Given passage:
Arriving off the Eurostar in Paris is always a strange feeling. 2 hours from St Pancreas and suddenly there you are in a different city, country – a different world from London. Everyone smokes, women look and dress like women – even ‘borderline boilers’ have a certain ‘je ne se qua,’ here, which is the way things really should be. Men still look and dress like pimps, I notice. Everyone seems locked in intense conversations over tasty fresh food or expresso’s, and you can be sure the subject isn’t related to house prices, or who of their hapless colleagues are going to be applying for some awful middle management position in Barclays Bank.

I ended up avoiding the $250 a night hotels and getting a room in ‘le village’ hostel in Monmatre for about 60 Euros. I couldn’t complain at all about the location, just underneath the beautiful Sacre Coeur and with meandering roads, little squares with fountains and steps and little cafĂ©’s with views, in what I’m sure everyone thinks of the archetypal Paris of romantic dreamers, philosophers and writers. Sadly, there aren’t so many places in Paris like this, but still, it’s a nice place to be – I ate somewhere different every day and didn’t have a single bad morsel of food or glass of bad wine, although you're talking a good 40-60 euros for dinner and wine (Paris is possibly even as expensive as London, although better value.)

To the west a little is Pigalle, of Moulin Rouge fame. To be honest, it’s crap - nothing more than a pretty sketchy area with down at heel, clip jointy looking strip bars and sex shops, and the odd rubbish looking bar – a bit like Soho, I suppose, where no actual locals go, only perverts on tour, lost tourists, and stag weekends. After getting drunk one night I decided to wander round looking for anything reasonably interesting only to find lonely looking transvestite cabarets, and the only bar that had any sort of life was O Sullivans which, like a night out in Newcastle, was jam packed with British/American teenagers downing shots and dancing on the bar. I’m pretty sure most of them had a vague idea they were not really getting the authentic Parisian experience and they may as well have been in aery overpriced Birmingham, but hey ho, ce la vie.

Extracted records:
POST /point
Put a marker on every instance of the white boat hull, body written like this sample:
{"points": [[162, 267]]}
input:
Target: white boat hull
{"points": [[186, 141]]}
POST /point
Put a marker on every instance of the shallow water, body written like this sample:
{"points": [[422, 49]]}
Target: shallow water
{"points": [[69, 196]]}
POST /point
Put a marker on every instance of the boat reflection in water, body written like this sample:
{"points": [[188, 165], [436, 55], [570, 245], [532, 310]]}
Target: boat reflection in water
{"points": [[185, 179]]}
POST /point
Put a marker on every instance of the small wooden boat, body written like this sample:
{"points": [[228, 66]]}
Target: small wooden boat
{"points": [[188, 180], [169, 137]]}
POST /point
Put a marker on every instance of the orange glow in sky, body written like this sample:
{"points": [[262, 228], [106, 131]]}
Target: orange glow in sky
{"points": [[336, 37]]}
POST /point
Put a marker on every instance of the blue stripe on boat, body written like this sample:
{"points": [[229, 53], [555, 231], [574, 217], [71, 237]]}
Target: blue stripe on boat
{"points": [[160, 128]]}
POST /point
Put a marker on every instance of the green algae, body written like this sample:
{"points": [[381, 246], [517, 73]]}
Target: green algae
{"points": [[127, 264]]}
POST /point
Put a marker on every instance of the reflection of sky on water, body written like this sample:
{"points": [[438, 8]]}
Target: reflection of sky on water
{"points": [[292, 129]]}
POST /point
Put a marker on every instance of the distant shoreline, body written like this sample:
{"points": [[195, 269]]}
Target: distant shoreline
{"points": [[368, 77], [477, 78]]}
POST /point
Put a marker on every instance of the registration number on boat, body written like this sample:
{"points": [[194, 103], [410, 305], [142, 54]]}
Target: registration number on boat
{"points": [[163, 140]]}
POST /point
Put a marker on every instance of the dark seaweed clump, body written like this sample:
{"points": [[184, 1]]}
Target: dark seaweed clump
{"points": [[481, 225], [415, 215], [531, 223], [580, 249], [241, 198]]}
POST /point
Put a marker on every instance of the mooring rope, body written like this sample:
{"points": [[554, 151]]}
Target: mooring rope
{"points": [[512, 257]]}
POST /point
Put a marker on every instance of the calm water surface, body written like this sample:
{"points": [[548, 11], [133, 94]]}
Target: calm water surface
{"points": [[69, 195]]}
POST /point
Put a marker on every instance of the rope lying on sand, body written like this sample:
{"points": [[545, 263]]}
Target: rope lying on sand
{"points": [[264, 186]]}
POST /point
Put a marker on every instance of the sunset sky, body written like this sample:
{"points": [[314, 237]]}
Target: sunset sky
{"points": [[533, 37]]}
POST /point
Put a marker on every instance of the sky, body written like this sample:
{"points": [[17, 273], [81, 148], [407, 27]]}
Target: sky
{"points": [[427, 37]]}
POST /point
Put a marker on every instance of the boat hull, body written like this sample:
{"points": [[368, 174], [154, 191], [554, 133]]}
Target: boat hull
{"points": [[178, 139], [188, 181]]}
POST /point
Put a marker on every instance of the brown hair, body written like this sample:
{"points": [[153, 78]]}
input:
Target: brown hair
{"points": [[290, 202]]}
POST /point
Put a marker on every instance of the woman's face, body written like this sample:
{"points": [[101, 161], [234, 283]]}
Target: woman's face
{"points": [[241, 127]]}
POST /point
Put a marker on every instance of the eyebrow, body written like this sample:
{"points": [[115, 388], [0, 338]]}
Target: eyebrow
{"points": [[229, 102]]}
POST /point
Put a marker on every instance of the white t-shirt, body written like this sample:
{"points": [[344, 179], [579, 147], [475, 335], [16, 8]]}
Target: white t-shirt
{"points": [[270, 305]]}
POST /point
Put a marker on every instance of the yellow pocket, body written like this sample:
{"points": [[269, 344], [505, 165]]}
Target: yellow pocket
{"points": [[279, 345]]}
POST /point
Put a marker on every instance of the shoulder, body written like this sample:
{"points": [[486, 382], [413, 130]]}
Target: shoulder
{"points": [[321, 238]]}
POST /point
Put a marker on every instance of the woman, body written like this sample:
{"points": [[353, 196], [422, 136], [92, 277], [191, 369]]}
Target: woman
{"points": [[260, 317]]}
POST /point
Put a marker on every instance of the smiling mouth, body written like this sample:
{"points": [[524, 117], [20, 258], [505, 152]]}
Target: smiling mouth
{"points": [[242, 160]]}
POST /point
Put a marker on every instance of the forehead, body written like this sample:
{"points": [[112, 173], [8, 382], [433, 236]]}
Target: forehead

What is needed:
Using the Paris travel piece, answer these:
(a) How long is the Eurostar trip, according to the opening paragraph?
(b) About how much did the hostel room cost?
(c) What was the name of the only bar in Pigalle that had any sort of life?

Correct result:
(a) 2 hours
(b) About 60 euros
(c) O Sullivans